- [To do]:
An exact reprint of all the records is the expected answer.
::::
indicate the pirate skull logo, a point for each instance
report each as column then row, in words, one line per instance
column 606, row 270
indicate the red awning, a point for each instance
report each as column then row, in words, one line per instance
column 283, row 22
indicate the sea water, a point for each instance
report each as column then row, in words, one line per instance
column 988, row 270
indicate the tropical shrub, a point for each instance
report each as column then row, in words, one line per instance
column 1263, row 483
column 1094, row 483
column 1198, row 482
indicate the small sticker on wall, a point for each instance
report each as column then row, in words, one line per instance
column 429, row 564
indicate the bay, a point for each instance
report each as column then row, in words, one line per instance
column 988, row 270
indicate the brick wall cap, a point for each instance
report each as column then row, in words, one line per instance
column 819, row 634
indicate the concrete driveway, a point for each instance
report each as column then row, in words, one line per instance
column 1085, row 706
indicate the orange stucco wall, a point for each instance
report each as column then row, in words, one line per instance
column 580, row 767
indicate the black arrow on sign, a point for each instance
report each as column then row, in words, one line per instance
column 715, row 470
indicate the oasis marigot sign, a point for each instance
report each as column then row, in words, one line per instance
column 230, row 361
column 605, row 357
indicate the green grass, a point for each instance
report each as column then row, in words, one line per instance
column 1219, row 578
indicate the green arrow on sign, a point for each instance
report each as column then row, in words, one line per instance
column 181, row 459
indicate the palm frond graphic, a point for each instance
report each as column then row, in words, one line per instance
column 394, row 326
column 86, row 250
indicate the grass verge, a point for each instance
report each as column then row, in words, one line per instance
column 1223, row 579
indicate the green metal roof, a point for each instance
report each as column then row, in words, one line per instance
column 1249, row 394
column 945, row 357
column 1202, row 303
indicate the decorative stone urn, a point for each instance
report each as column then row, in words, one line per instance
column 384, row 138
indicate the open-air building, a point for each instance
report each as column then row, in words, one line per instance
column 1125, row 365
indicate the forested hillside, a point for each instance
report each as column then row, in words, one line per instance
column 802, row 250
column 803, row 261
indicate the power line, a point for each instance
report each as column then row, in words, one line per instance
::::
- [Answer to this task]:
indicate the pirate skull logo, a point for each instance
report each as column then row, in words, one line per instance
column 606, row 270
indicate the red awning, a point for each instance
report each as column then row, in words, one line per instance
column 283, row 22
indicate the sea water, a point for each instance
report each as column then row, in words, one line per instance
column 988, row 270
indicate the tropical shrub, a point for each instance
report each as column then row, in words, one line per instance
column 1263, row 483
column 1094, row 483
column 1198, row 482
indicate the small sticker on wall, a point for each instance
report each as column then row, in words, one line per instance
column 429, row 564
indicate the bay, a point for each instance
report each as column then row, in words, one line per instance
column 988, row 270
indicate the brick wall cap, a point for each instance
report each as column then row, in words, one line per instance
column 819, row 634
indicate the concrete driveway, a point for each instance
report each as column then row, in words, one line per instance
column 1085, row 706
indicate the orange stucco wall, a point for each instance
report each as column then row, in words, one line per instance
column 580, row 767
indicate the black arrow on sign, a point for each instance
report each as column then row, in words, one line per instance
column 715, row 470
indicate the oasis marigot sign, a point for each instance
report each as column then row, in words, one line per instance
column 230, row 361
column 605, row 357
indicate the green grass, a point for each instance
report each as column then row, in words, one line per instance
column 1219, row 578
indicate the green arrow on sign, a point for each instance
report each as column then row, in words, one line per instance
column 181, row 459
indicate the palm frond graphic, a point for each instance
report each as column then row, in words, one line per instance
column 394, row 326
column 86, row 250
indicate the grass verge, a point for each instance
report each as column then row, in words, one line per instance
column 1223, row 579
indicate the green metal roof, a point for each instance
report each as column then row, in words, one line per instance
column 1249, row 394
column 945, row 357
column 1202, row 303
indicate the decorative stone urn, a point for each instance
report each as column then row, in words, one line per instance
column 384, row 138
indicate the open-air building, a point for each instance
report each as column then row, in words, one line per instance
column 1125, row 365
indicate the forested hillside, a point for each instance
report each as column then row, in words, one line per instance
column 802, row 250
column 803, row 261
indicate the power line, a point for each instance
report each as column then row, in words, one line per instance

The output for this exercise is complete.